Text under study →
Getting back to the importance of budgeting your finances; tracking how much you spend on monthly expenses will help you better allocate your income to the essentials and determine if you’re spending too much in some areas. This way you and your partner can decide how much should be spent on items you need and items you want.
Gather up all of your necessary household costs, transportation expenses, and discretionary expenditures like eating out and going to the movies. This information will give you at least a ballpark figure of what the two of you spend each month. Then you’ll want to consider setting aside 10% of your income to that emergency fund we discussed, maybe another 10% to your retirement, and 10% should go towards paying down any debt you may have hanging over your heads.
That leaves you with 70% of your income to live on. That should be your total spending each month and anything outside of it can be discussed between you and your partner to see if it’s worth the extra expense. If so, you may want to consider cutting back on other less important expenses to make up the difference.
Don’t Spend Like Crazy
Many married couples make the critical mistake of overspending right after they get married because they want one of everything and think this is the time to buy it. However, when you’re starting out as a new couple, you don’t want to dig yourself into a deep hole of debt. That can be a fatal error to the relationship even if the two of you made the decision together to spend extravagantly.
When those credit card bills are high and the bank account is getting low, the first instinct you’ll have is to blame each other for the mess you both got yourselves into. So take some time to discuss which purchases should be made now and which ones can wait until you’re a little better equipped to afford them.

Available data →
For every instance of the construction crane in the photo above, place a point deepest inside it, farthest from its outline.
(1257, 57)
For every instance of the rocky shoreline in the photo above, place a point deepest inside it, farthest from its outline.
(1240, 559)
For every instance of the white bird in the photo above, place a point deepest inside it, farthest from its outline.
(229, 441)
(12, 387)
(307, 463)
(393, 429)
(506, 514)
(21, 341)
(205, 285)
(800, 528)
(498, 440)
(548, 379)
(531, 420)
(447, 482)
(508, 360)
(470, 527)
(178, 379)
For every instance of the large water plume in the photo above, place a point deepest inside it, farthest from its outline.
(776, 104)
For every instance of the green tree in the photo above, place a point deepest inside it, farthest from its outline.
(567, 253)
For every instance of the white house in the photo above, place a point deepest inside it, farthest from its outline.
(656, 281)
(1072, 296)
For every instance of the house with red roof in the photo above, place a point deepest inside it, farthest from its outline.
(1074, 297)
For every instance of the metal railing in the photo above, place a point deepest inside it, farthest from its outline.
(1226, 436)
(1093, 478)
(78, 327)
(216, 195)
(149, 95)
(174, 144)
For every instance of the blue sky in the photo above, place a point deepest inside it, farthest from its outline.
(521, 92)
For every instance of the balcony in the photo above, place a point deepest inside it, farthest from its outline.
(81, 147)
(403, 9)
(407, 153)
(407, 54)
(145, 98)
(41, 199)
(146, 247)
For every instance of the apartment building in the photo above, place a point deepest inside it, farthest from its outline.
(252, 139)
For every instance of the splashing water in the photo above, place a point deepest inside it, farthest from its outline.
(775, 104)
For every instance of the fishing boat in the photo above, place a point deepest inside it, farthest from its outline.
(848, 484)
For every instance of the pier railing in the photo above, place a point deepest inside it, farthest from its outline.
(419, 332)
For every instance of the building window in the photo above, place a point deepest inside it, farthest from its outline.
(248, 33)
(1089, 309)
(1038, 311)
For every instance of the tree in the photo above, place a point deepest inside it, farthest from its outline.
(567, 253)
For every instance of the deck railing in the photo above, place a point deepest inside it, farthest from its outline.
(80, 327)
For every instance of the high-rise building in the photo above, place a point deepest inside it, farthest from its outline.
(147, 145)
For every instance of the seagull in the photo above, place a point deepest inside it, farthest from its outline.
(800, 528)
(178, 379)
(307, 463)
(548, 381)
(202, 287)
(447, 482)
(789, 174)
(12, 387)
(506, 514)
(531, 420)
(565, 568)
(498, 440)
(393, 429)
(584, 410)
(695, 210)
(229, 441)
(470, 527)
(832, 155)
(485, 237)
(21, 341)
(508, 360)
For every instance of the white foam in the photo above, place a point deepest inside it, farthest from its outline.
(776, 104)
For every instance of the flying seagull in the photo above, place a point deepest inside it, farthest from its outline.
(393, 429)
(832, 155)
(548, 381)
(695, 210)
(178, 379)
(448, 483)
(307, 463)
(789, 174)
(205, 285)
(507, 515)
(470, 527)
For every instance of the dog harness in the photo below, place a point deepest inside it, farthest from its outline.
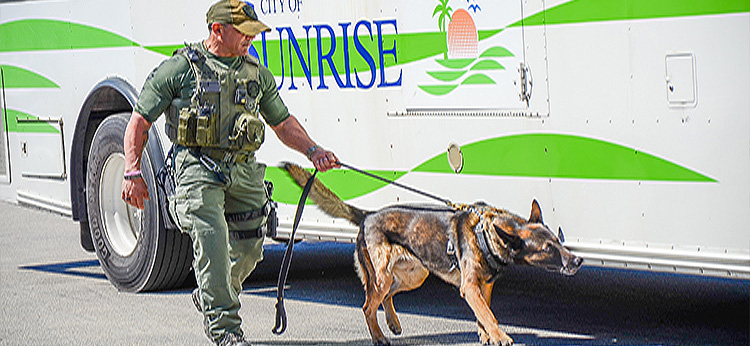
(495, 263)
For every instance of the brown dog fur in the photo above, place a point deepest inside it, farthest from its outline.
(399, 246)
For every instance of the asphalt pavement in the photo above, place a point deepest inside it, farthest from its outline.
(52, 292)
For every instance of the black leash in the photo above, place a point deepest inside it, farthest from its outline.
(447, 202)
(280, 326)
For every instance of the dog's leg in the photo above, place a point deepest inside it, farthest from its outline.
(471, 291)
(408, 274)
(390, 315)
(377, 289)
(486, 288)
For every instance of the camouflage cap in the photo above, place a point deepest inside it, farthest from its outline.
(238, 13)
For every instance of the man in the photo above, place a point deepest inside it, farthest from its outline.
(213, 94)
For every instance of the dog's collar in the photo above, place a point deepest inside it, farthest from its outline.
(495, 263)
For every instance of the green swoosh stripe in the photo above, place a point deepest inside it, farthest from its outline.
(347, 184)
(563, 156)
(526, 155)
(584, 11)
(20, 127)
(49, 34)
(16, 77)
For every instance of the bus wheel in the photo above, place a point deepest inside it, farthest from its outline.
(135, 250)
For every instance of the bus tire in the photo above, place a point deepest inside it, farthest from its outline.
(135, 250)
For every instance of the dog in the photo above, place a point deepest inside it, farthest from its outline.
(398, 246)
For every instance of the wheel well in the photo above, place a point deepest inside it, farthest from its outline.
(110, 96)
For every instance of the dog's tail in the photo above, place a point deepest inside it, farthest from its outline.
(335, 207)
(325, 198)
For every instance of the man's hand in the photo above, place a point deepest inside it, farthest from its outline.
(324, 160)
(293, 135)
(135, 192)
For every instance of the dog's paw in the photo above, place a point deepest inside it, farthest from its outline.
(505, 340)
(395, 328)
(382, 341)
(484, 338)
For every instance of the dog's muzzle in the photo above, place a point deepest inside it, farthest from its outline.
(572, 266)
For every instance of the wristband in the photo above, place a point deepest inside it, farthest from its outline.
(133, 175)
(311, 151)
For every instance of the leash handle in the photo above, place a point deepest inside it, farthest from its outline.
(445, 201)
(280, 326)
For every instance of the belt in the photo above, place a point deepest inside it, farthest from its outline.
(226, 156)
(249, 234)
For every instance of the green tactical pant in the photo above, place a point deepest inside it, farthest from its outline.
(220, 264)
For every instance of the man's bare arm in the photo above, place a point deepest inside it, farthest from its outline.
(293, 135)
(134, 191)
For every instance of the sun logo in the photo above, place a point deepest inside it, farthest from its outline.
(462, 65)
(463, 39)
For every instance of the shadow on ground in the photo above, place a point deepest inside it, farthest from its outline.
(613, 306)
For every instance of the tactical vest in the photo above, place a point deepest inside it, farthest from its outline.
(224, 109)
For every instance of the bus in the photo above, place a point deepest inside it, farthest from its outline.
(628, 120)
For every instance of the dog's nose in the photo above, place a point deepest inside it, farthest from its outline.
(578, 261)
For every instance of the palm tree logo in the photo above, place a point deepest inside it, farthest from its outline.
(444, 12)
(463, 65)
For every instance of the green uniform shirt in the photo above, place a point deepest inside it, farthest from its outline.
(174, 79)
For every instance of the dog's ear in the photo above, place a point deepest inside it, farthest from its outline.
(505, 231)
(536, 213)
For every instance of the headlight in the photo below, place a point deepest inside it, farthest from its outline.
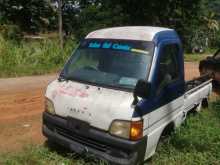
(132, 130)
(49, 107)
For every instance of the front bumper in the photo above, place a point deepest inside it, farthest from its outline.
(95, 142)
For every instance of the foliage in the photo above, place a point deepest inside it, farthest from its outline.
(32, 57)
(29, 15)
(197, 21)
(196, 142)
(11, 32)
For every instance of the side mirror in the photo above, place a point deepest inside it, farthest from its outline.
(142, 89)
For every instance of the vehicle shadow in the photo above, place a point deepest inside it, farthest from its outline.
(82, 159)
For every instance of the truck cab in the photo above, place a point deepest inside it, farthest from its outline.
(119, 91)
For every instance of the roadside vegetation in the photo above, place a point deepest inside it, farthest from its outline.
(197, 141)
(19, 58)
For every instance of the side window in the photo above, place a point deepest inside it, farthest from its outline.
(168, 66)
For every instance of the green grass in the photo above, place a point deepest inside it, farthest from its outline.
(32, 57)
(196, 142)
(196, 57)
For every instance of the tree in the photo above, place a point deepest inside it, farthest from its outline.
(29, 15)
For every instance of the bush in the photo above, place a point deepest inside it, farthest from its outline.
(33, 57)
(11, 32)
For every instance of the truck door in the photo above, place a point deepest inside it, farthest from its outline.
(168, 82)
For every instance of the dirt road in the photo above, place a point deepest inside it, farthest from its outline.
(21, 106)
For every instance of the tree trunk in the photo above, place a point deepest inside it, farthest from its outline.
(60, 23)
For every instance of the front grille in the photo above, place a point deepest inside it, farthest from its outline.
(82, 140)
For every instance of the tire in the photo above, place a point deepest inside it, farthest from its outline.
(198, 108)
(205, 103)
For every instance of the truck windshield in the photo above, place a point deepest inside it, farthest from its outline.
(112, 63)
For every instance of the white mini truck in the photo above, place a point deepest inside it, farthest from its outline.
(119, 92)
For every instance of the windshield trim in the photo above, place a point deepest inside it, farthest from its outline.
(130, 90)
(126, 89)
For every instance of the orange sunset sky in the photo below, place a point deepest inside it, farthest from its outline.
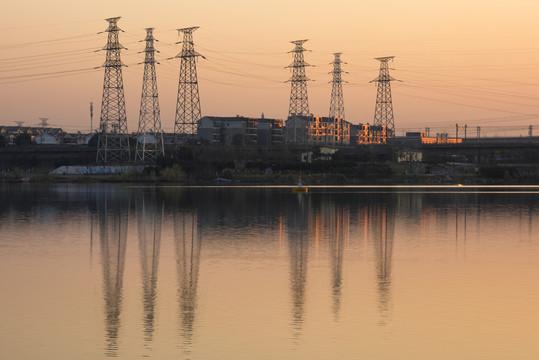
(473, 62)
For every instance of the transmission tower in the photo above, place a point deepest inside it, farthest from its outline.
(150, 136)
(336, 106)
(113, 141)
(383, 113)
(188, 105)
(299, 101)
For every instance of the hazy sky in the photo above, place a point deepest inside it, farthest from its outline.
(472, 62)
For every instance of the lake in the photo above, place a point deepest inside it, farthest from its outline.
(91, 271)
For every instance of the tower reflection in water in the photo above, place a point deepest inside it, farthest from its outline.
(112, 210)
(299, 251)
(150, 221)
(383, 230)
(339, 225)
(188, 243)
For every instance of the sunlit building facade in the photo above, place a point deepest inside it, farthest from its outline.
(256, 131)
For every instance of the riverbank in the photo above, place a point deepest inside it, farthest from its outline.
(366, 174)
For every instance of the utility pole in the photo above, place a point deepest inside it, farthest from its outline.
(150, 137)
(91, 117)
(478, 133)
(188, 104)
(299, 100)
(44, 124)
(383, 113)
(113, 141)
(336, 105)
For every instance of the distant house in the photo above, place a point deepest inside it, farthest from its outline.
(317, 130)
(11, 132)
(45, 139)
(257, 131)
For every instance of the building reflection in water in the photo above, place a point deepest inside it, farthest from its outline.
(150, 220)
(188, 243)
(298, 248)
(113, 216)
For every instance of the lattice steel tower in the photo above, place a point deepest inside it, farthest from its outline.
(299, 101)
(150, 136)
(188, 105)
(383, 113)
(336, 105)
(113, 141)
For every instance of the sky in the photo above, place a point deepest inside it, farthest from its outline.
(466, 62)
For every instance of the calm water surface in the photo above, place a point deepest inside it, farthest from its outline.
(97, 271)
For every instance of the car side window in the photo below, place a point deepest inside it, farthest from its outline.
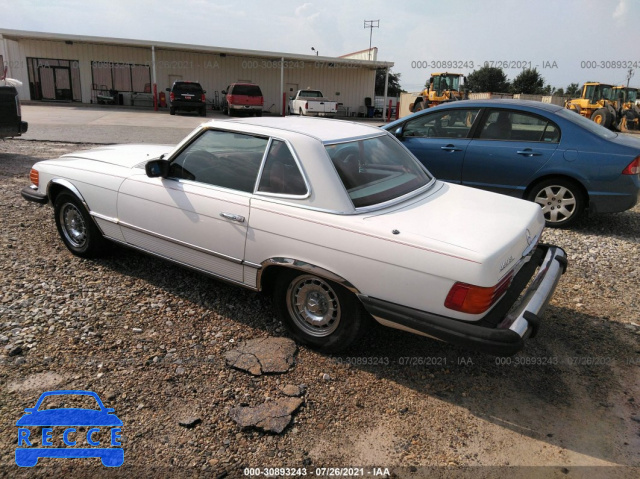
(281, 174)
(518, 126)
(221, 158)
(443, 124)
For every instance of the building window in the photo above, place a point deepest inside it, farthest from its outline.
(54, 79)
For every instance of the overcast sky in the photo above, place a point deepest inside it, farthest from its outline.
(567, 40)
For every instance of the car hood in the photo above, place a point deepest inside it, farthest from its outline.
(128, 156)
(480, 228)
(69, 417)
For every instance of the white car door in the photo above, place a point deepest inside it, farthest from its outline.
(198, 215)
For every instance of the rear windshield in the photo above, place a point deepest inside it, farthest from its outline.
(248, 90)
(310, 94)
(592, 126)
(377, 170)
(188, 87)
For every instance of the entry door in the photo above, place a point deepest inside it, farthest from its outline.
(62, 78)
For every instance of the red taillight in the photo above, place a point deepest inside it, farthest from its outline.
(471, 299)
(34, 176)
(633, 168)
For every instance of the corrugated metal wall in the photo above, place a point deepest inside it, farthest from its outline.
(346, 83)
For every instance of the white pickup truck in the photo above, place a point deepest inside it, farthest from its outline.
(311, 102)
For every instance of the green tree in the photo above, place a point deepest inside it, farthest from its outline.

Task directions →
Please reproduce the passage on budgeting for couples in full, word for word. The lines above play no part in this.

Final answer →
Getting back to the importance of budgeting your finances; tracking how much you spend on monthly expenses will help you better allocate your income to the essentials and determine if you’re spending too much in some areas. This way you and your partner can decide how much should be spent on items you need and items you want.
Gather up all of your necessary household costs, transportation expenses, and discretionary expenditures like eating out and going to the movies. This information will give you at least a ballpark figure of what the two of you spend each month. Then you’ll want to consider setting aside 10% of your income to that emergency fund we discussed, maybe another 10% to your retirement, and 10% should go towards paying down any debt you may have hanging over your heads.
That leaves you with 70% of your income to live on. That should be your total spending each month and anything outside of it can be discussed between you and your partner to see if it’s worth the extra expense. If so, you may want to consider cutting back on other less important expenses to make up the difference.
Don’t Spend Like Crazy
Many married couples make the critical mistake of overspending right after they get married because they want one of everything and think this is the time to buy it. However, when you’re starting out as a new couple, you don’t want to dig yourself into a deep hole of debt. That can be a fatal error to the relationship even if the two of you made the decision together to spend extravagantly.
When those credit card bills are high and the bank account is getting low, the first instinct you’ll have is to blame each other for the mess you both got yourselves into. So take some time to discuss which purchases should be made now and which ones can wait until you’re a little better equipped to afford them.